• Given information:
--
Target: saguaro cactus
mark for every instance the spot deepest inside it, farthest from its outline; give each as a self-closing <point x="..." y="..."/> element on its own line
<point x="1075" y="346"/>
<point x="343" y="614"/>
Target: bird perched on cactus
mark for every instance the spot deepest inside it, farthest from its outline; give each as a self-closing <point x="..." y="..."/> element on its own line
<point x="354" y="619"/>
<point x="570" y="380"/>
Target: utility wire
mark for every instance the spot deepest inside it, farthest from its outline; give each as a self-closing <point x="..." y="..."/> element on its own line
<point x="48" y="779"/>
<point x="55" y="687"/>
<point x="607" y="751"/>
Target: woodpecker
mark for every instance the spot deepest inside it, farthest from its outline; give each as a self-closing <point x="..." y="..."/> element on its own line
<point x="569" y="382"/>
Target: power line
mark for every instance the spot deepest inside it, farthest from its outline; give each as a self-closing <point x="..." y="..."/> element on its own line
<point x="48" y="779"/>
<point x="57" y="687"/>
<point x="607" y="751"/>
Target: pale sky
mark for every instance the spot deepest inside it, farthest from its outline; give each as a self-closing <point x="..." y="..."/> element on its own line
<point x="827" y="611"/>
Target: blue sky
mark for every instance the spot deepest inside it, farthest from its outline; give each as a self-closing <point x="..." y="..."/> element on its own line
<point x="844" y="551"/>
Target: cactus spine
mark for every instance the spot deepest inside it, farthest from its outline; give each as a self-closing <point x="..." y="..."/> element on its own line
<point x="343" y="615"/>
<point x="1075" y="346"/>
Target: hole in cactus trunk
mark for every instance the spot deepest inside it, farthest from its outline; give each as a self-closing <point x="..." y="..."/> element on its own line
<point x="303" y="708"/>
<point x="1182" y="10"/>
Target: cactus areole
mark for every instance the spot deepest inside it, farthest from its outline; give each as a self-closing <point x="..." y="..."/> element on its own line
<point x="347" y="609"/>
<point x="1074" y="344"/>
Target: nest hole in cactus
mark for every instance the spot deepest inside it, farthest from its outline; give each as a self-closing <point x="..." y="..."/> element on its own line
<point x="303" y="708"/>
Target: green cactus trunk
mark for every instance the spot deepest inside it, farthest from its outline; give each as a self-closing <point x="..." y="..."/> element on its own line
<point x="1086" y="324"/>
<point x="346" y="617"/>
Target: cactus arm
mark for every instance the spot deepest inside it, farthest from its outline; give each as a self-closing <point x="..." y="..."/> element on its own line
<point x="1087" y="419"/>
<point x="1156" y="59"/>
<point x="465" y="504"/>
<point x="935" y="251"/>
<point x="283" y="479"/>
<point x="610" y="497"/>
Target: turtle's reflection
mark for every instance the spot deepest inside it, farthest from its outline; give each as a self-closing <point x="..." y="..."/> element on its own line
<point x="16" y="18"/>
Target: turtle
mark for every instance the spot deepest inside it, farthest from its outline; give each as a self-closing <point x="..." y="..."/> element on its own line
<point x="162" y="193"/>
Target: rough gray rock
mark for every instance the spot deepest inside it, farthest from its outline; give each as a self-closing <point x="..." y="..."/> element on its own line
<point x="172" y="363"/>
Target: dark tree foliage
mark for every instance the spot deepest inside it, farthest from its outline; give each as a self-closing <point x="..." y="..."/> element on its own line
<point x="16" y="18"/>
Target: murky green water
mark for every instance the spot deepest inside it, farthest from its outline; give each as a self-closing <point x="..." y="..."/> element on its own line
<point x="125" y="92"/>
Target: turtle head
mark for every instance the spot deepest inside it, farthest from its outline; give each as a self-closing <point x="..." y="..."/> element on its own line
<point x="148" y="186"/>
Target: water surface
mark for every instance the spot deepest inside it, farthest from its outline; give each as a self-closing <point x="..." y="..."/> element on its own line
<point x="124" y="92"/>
--
• Task directions: Return only the lines spanning from the first line of the material through the line with "Target: cactus areole", copied exactly, both ends kept.

• Response for this exercise:
Target: saguaro cactus
mark for every instance the spot deepest inside it, farthest from its outline; give each as a self-closing <point x="..." y="..."/> element on its own line
<point x="1075" y="346"/>
<point x="343" y="614"/>
Target: bird perched on cactus
mark for every instance the spot deepest inside it, farthest from its outline; give each as a self-closing <point x="..." y="..."/> element on its own line
<point x="354" y="619"/>
<point x="570" y="380"/>
Target: utility wire
mark for every instance the spot deepest inside it, farthest from its outline; give each as a self-closing <point x="..." y="..."/> element on its own line
<point x="48" y="779"/>
<point x="55" y="687"/>
<point x="607" y="751"/>
Target: woodpecker
mark for every instance the spot deepest inside it, farthest from its outline; give each as a self-closing <point x="..." y="..."/> element on its own line
<point x="569" y="382"/>
Target: power line
mark for every instance the spot deepest inside it, farthest from its outline; give each as a self-closing <point x="..." y="..."/> element on its own line
<point x="48" y="779"/>
<point x="57" y="687"/>
<point x="607" y="751"/>
Target: pale sky
mark for every instance the spot deepest inside it, farthest from its outline; give each as a self-closing <point x="..." y="..."/> element on its own line
<point x="827" y="611"/>
Target: blue sky
mark for every instance the spot deepest inside it, farthest from its outline; give each as a self-closing <point x="..." y="..."/> element on its own line
<point x="844" y="551"/>
Target: cactus spine
mark for every instance the spot deepest inside it, farthest from its outline; give each as a self-closing <point x="..." y="..."/> element on its own line
<point x="343" y="615"/>
<point x="1075" y="346"/>
Target: hole in cactus trunk
mark for every instance the spot deepest inside it, farthest from its outline; give each as a self-closing <point x="..." y="..."/> element on its own line
<point x="303" y="708"/>
<point x="1182" y="10"/>
Target: cactus areole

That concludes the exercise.